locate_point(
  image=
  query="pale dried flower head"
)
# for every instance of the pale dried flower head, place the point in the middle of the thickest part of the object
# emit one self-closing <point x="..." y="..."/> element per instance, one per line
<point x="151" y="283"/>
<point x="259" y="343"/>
────────────────────
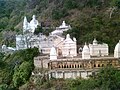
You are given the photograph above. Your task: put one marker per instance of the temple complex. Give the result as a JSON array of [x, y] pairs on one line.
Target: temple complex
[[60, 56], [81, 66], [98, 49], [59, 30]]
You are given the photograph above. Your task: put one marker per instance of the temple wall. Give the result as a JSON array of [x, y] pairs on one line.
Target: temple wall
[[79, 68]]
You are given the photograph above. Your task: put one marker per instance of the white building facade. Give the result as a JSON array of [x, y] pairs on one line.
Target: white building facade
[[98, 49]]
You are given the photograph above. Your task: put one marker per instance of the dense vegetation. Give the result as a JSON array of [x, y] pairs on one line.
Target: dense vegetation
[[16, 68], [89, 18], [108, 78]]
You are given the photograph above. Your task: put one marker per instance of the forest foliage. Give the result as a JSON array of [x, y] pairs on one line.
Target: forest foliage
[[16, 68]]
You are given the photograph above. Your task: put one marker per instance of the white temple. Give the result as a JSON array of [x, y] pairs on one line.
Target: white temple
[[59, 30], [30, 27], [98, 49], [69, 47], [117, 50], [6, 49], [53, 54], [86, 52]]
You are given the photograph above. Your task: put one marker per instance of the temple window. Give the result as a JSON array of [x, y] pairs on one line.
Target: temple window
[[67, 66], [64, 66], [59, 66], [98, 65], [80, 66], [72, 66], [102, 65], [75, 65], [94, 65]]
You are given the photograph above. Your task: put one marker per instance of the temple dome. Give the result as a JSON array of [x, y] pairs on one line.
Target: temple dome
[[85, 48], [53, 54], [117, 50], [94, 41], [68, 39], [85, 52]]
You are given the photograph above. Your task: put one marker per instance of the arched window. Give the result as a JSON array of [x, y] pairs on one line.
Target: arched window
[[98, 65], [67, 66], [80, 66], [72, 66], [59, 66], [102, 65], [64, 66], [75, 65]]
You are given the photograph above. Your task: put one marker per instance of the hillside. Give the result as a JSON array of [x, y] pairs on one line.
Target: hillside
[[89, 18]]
────────────────────
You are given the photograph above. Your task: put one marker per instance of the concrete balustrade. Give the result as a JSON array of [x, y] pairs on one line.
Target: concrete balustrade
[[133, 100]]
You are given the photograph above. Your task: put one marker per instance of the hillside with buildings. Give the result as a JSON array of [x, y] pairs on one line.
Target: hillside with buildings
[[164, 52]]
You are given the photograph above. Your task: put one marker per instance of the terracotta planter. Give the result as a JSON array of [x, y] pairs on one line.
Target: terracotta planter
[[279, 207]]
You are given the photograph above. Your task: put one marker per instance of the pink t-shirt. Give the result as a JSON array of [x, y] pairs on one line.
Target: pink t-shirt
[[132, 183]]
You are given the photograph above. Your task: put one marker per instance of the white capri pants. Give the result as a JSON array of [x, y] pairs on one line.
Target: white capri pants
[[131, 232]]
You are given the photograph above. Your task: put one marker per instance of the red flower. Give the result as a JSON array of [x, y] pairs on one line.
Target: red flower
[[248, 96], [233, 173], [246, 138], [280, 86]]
────────────────────
• [Stated task]:
Pull out every line of the items above that contains the word "facade", matching case exactly.

• [Reply to the task]:
You are given the photograph above. Your task: put one marker per instance of the white building facade. Give the result as a JSON array of [x, y] pairs on one line.
Target: white building facade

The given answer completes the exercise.